• Your task: If a line in the listing below contains "silhouette", return that line.

• Data shown:
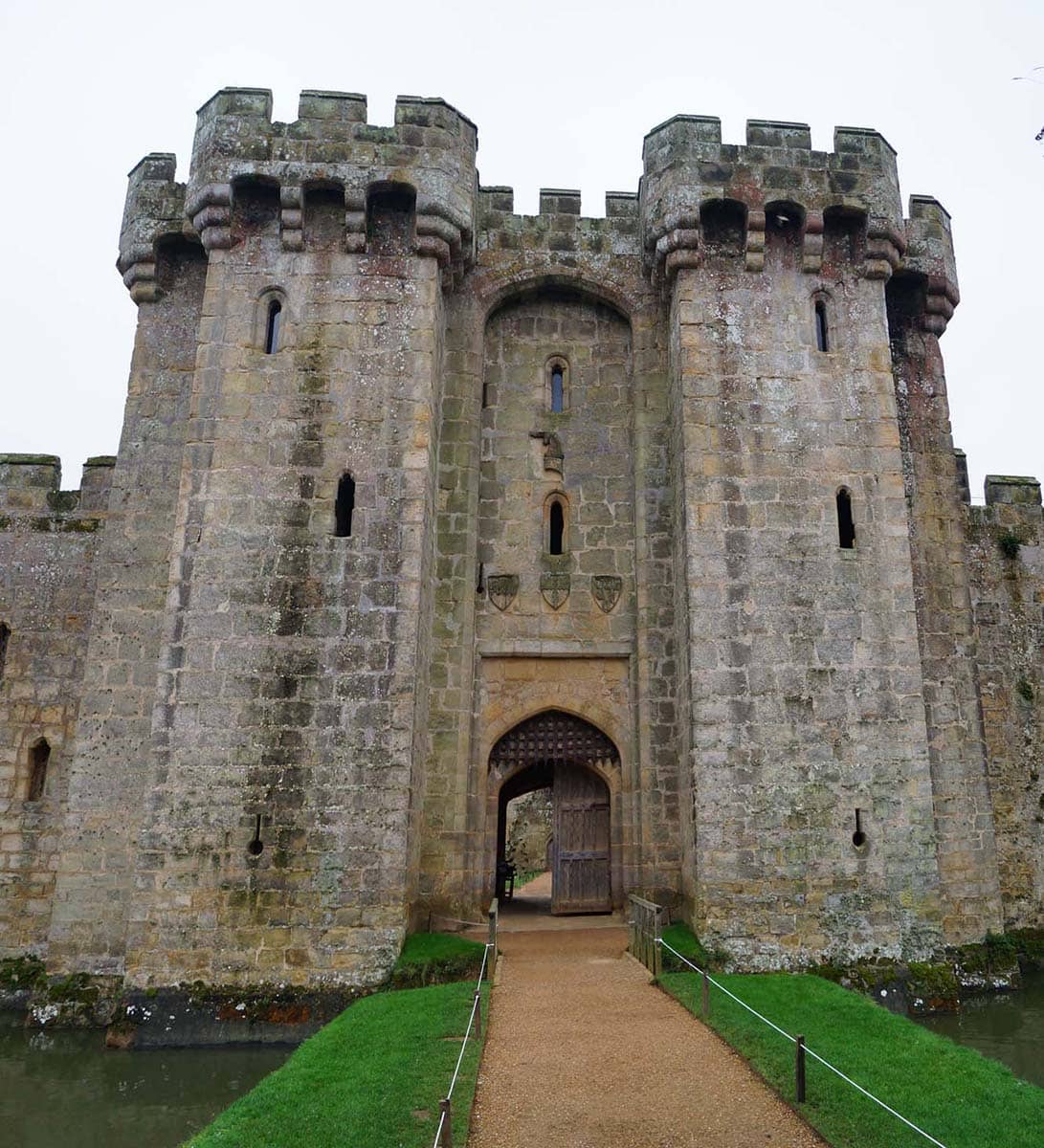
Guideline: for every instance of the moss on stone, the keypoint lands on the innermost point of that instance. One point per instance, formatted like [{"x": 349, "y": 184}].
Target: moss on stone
[
  {"x": 18, "y": 974},
  {"x": 1010, "y": 543},
  {"x": 934, "y": 984}
]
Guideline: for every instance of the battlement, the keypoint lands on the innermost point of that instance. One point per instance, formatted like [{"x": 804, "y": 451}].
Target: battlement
[
  {"x": 431, "y": 148},
  {"x": 558, "y": 227},
  {"x": 775, "y": 178},
  {"x": 776, "y": 173},
  {"x": 30, "y": 492},
  {"x": 1011, "y": 491}
]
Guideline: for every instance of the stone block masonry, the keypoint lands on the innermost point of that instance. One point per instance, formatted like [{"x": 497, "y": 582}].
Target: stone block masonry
[{"x": 402, "y": 471}]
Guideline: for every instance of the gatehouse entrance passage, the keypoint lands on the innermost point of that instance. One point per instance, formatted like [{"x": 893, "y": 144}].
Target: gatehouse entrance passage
[{"x": 569, "y": 757}]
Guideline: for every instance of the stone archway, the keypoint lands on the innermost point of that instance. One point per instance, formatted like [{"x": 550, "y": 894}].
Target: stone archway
[{"x": 579, "y": 763}]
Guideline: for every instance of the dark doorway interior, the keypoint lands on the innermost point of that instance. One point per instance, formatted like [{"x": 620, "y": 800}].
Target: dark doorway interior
[{"x": 560, "y": 752}]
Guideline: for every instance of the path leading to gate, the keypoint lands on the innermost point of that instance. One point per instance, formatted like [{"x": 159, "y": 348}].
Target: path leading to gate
[{"x": 584, "y": 1053}]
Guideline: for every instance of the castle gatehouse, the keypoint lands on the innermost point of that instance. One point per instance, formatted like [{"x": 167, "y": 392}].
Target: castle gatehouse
[{"x": 422, "y": 504}]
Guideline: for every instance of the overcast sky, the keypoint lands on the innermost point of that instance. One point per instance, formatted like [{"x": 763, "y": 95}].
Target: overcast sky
[{"x": 563, "y": 95}]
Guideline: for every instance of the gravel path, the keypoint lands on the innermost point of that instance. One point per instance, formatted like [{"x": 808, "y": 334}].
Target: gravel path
[{"x": 584, "y": 1053}]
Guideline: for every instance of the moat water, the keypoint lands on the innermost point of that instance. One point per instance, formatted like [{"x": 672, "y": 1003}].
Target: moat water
[
  {"x": 66, "y": 1090},
  {"x": 1008, "y": 1027}
]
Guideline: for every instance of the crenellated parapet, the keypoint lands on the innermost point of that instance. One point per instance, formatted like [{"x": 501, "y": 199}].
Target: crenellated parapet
[
  {"x": 690, "y": 177},
  {"x": 154, "y": 210},
  {"x": 32, "y": 497},
  {"x": 431, "y": 149},
  {"x": 558, "y": 228},
  {"x": 929, "y": 256}
]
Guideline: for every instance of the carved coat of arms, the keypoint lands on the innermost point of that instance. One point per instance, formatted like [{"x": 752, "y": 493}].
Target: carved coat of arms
[
  {"x": 555, "y": 588},
  {"x": 606, "y": 590},
  {"x": 502, "y": 589}
]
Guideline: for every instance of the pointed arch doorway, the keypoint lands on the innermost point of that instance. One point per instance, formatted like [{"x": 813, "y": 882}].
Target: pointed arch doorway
[{"x": 578, "y": 762}]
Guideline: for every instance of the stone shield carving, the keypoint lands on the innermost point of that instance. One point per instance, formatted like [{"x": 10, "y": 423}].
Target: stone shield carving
[
  {"x": 606, "y": 590},
  {"x": 502, "y": 589},
  {"x": 555, "y": 588}
]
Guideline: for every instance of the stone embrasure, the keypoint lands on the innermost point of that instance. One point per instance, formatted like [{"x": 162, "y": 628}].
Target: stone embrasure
[{"x": 247, "y": 710}]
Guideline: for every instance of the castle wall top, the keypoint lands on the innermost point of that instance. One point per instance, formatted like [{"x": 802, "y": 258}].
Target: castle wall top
[
  {"x": 432, "y": 147},
  {"x": 30, "y": 488}
]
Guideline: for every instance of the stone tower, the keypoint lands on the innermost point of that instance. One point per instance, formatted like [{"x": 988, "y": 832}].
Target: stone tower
[{"x": 422, "y": 505}]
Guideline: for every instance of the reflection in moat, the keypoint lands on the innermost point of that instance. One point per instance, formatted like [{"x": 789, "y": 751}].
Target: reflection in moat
[
  {"x": 1008, "y": 1027},
  {"x": 64, "y": 1090}
]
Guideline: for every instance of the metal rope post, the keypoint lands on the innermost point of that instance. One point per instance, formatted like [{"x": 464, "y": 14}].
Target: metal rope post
[
  {"x": 799, "y": 1069},
  {"x": 446, "y": 1125},
  {"x": 492, "y": 950},
  {"x": 657, "y": 948}
]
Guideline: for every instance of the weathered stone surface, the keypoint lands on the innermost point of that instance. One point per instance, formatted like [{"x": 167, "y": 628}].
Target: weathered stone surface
[{"x": 270, "y": 713}]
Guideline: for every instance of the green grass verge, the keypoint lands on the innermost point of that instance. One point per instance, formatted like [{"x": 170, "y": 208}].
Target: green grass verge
[
  {"x": 523, "y": 876},
  {"x": 436, "y": 959},
  {"x": 361, "y": 1078},
  {"x": 680, "y": 937},
  {"x": 963, "y": 1099}
]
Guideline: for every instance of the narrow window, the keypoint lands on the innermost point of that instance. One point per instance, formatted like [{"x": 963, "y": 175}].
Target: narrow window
[
  {"x": 845, "y": 526},
  {"x": 556, "y": 528},
  {"x": 821, "y": 340},
  {"x": 255, "y": 847},
  {"x": 38, "y": 758},
  {"x": 271, "y": 331},
  {"x": 859, "y": 836},
  {"x": 557, "y": 388},
  {"x": 344, "y": 506}
]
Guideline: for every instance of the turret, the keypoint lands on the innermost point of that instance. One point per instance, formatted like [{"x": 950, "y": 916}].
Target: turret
[
  {"x": 431, "y": 148},
  {"x": 692, "y": 176}
]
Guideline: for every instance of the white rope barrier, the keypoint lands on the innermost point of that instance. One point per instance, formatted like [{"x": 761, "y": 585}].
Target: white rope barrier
[
  {"x": 468, "y": 1032},
  {"x": 826, "y": 1063}
]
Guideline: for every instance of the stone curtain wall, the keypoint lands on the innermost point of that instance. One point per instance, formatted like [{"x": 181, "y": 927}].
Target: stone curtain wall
[
  {"x": 49, "y": 543},
  {"x": 1008, "y": 592},
  {"x": 919, "y": 302},
  {"x": 803, "y": 661},
  {"x": 113, "y": 773}
]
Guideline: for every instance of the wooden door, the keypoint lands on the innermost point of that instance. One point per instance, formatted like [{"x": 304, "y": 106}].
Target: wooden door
[{"x": 580, "y": 872}]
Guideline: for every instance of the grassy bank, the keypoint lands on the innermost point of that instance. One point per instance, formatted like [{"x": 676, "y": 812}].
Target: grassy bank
[
  {"x": 374, "y": 1077},
  {"x": 435, "y": 959},
  {"x": 960, "y": 1097}
]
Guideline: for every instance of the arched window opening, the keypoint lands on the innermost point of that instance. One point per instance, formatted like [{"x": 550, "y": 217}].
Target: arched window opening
[
  {"x": 556, "y": 528},
  {"x": 845, "y": 526},
  {"x": 557, "y": 388},
  {"x": 38, "y": 758},
  {"x": 344, "y": 506},
  {"x": 821, "y": 336},
  {"x": 271, "y": 330}
]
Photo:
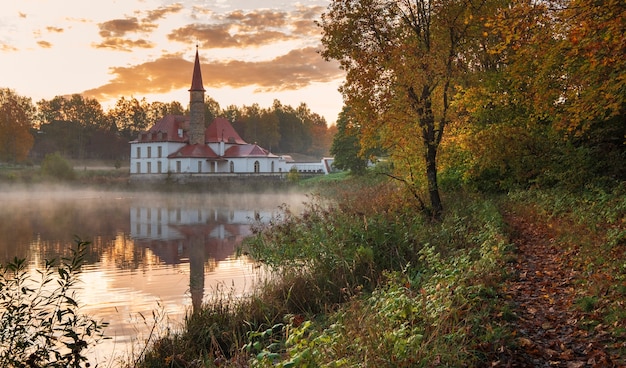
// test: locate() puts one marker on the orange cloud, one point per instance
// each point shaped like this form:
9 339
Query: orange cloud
51 29
219 36
251 29
119 27
163 11
44 44
291 71
7 48
123 44
112 32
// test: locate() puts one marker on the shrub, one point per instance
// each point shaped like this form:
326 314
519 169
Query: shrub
40 325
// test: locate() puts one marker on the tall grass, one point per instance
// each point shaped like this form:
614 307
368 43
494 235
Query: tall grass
40 321
360 278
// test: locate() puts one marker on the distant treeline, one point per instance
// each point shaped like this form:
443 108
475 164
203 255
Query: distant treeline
78 127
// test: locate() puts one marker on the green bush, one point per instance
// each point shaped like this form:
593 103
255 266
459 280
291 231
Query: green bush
40 325
55 166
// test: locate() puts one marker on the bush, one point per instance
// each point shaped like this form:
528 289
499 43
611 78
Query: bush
39 321
55 166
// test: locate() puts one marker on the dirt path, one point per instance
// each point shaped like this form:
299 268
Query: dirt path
542 291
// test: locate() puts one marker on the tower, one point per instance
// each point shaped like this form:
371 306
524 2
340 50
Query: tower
196 105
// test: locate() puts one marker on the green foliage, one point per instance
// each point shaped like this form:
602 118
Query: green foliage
392 315
346 147
293 176
55 166
16 115
40 323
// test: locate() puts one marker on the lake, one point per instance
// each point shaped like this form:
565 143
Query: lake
152 258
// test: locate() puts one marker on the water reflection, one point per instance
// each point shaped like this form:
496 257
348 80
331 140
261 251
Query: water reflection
148 251
199 236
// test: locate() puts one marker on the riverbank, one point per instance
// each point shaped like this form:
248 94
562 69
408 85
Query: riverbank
362 279
99 175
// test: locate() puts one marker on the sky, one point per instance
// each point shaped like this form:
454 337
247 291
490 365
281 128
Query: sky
251 51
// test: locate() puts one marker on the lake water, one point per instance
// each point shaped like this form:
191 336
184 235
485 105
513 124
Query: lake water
152 255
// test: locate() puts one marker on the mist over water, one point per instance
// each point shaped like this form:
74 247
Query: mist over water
150 251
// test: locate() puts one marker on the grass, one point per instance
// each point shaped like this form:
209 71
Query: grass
359 278
591 226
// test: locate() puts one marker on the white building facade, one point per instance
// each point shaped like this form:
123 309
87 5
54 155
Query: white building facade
179 144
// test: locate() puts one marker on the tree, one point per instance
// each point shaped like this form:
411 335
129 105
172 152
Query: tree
16 116
294 136
401 59
346 148
551 108
131 116
70 124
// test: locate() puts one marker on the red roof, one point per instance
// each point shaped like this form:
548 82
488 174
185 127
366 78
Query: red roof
194 151
172 128
221 130
248 150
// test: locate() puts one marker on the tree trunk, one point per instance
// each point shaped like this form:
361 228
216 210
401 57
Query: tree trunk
433 186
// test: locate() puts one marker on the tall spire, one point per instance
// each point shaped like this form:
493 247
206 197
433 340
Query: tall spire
196 80
196 105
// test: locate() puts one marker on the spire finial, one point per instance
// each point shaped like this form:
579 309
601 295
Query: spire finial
196 81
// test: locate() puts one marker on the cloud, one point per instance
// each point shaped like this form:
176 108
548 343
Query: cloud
220 36
113 32
250 29
44 44
7 48
296 69
163 11
120 27
52 29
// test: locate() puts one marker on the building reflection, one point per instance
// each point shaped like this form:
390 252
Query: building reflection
202 237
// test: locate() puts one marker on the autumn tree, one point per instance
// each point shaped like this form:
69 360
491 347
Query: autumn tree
346 146
551 109
131 116
294 133
68 125
16 119
401 59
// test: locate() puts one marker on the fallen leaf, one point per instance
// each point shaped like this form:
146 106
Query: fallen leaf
575 364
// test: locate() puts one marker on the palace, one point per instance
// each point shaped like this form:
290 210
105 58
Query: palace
179 145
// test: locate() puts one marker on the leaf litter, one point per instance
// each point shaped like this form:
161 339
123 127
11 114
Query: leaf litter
549 329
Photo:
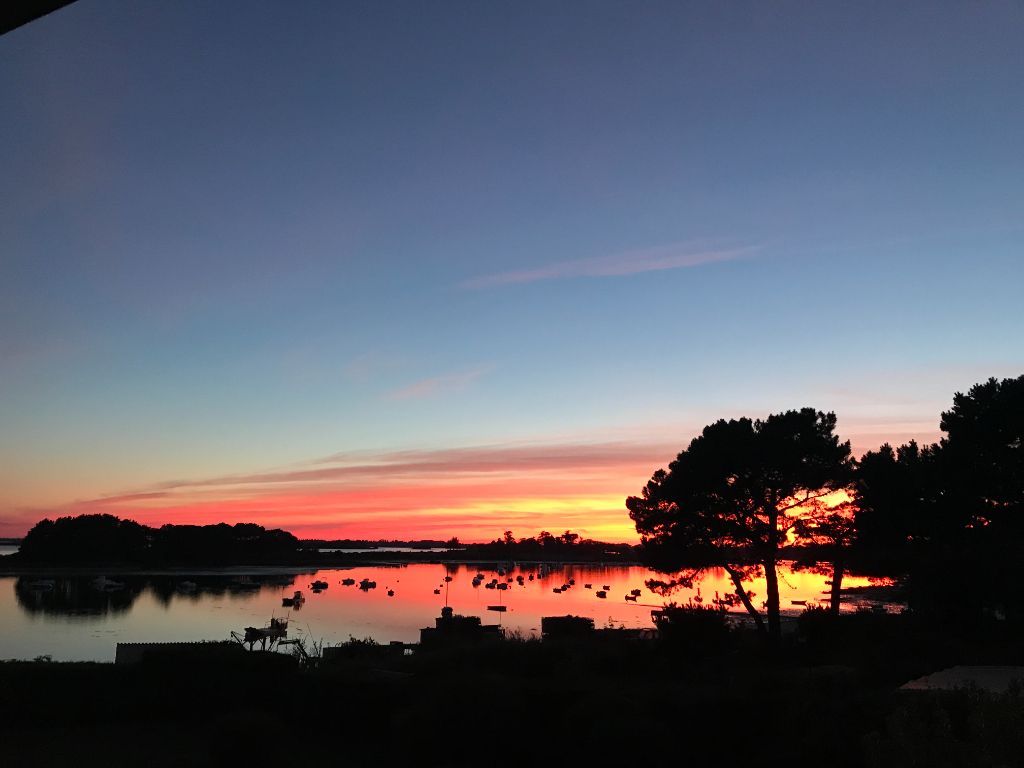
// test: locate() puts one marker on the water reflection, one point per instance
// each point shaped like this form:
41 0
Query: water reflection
77 596
83 617
99 596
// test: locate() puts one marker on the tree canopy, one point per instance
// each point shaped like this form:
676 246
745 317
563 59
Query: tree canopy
734 496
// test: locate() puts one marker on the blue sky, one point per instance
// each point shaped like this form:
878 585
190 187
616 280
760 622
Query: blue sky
239 237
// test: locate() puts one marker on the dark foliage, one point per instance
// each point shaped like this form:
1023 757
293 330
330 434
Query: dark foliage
107 540
734 495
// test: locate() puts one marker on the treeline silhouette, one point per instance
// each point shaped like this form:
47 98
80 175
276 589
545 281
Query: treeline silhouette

• Solution to the exercise:
// test: locate() puts one marker on the treeline silhouette, one point per instance
Query: treeline silhouette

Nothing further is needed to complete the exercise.